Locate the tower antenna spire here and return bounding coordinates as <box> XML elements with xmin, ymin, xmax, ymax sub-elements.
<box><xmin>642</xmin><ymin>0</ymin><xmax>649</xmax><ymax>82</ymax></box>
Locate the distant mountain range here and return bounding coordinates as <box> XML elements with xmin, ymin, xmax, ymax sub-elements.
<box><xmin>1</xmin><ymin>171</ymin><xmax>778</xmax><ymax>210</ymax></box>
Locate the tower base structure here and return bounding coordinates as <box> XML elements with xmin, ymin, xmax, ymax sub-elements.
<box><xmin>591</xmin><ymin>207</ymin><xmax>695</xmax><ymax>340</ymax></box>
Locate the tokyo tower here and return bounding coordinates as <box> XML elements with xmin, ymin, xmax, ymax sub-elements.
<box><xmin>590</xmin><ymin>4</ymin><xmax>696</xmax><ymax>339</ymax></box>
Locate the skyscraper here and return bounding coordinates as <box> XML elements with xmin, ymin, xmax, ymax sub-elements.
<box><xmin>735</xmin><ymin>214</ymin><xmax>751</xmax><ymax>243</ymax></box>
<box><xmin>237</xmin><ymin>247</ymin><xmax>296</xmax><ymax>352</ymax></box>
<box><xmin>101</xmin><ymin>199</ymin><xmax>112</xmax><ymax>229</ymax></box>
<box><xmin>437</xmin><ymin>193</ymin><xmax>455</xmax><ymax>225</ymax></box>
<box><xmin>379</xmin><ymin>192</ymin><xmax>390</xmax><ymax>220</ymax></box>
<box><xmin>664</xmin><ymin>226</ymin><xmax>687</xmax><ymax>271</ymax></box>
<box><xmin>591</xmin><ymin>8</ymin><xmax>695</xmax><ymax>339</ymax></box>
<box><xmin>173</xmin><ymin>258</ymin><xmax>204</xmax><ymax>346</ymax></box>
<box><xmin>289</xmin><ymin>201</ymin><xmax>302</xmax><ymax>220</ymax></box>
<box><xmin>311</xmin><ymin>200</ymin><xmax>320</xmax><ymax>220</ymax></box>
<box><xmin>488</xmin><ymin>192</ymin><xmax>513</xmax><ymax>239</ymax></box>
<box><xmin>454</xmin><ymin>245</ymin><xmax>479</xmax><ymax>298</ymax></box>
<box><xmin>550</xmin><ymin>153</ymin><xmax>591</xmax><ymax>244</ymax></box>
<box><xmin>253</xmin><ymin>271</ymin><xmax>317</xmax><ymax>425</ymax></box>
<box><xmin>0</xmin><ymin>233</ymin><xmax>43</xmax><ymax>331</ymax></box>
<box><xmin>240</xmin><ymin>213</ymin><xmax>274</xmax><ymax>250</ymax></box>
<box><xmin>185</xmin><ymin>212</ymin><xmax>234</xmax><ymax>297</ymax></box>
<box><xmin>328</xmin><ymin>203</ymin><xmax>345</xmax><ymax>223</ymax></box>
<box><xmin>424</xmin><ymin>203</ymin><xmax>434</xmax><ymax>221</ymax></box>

- **Task goal**: The lines to reproduce run from the one that contains "Locate the tokyo" through the last line above; copy them exactly.

- **Result for this task**:
Locate the tokyo tower here and return bounding coordinates as <box> XML elements with xmin, ymin, xmax, ymax sub-elements.
<box><xmin>590</xmin><ymin>4</ymin><xmax>696</xmax><ymax>339</ymax></box>
Locate the skyscraper here and return bounding coordinates as <box> XML elements with xmin, ymin, xmax, ymax sub-elements.
<box><xmin>735</xmin><ymin>214</ymin><xmax>751</xmax><ymax>243</ymax></box>
<box><xmin>237</xmin><ymin>247</ymin><xmax>296</xmax><ymax>352</ymax></box>
<box><xmin>101</xmin><ymin>199</ymin><xmax>112</xmax><ymax>229</ymax></box>
<box><xmin>437</xmin><ymin>193</ymin><xmax>455</xmax><ymax>225</ymax></box>
<box><xmin>379</xmin><ymin>192</ymin><xmax>390</xmax><ymax>220</ymax></box>
<box><xmin>664</xmin><ymin>226</ymin><xmax>687</xmax><ymax>271</ymax></box>
<box><xmin>591</xmin><ymin>8</ymin><xmax>695</xmax><ymax>339</ymax></box>
<box><xmin>173</xmin><ymin>258</ymin><xmax>204</xmax><ymax>346</ymax></box>
<box><xmin>289</xmin><ymin>201</ymin><xmax>302</xmax><ymax>220</ymax></box>
<box><xmin>311</xmin><ymin>200</ymin><xmax>320</xmax><ymax>220</ymax></box>
<box><xmin>488</xmin><ymin>192</ymin><xmax>513</xmax><ymax>239</ymax></box>
<box><xmin>454</xmin><ymin>245</ymin><xmax>479</xmax><ymax>298</ymax></box>
<box><xmin>550</xmin><ymin>153</ymin><xmax>591</xmax><ymax>244</ymax></box>
<box><xmin>253</xmin><ymin>271</ymin><xmax>317</xmax><ymax>425</ymax></box>
<box><xmin>0</xmin><ymin>233</ymin><xmax>43</xmax><ymax>331</ymax></box>
<box><xmin>240</xmin><ymin>213</ymin><xmax>274</xmax><ymax>250</ymax></box>
<box><xmin>185</xmin><ymin>212</ymin><xmax>234</xmax><ymax>297</ymax></box>
<box><xmin>328</xmin><ymin>203</ymin><xmax>345</xmax><ymax>223</ymax></box>
<box><xmin>424</xmin><ymin>203</ymin><xmax>434</xmax><ymax>221</ymax></box>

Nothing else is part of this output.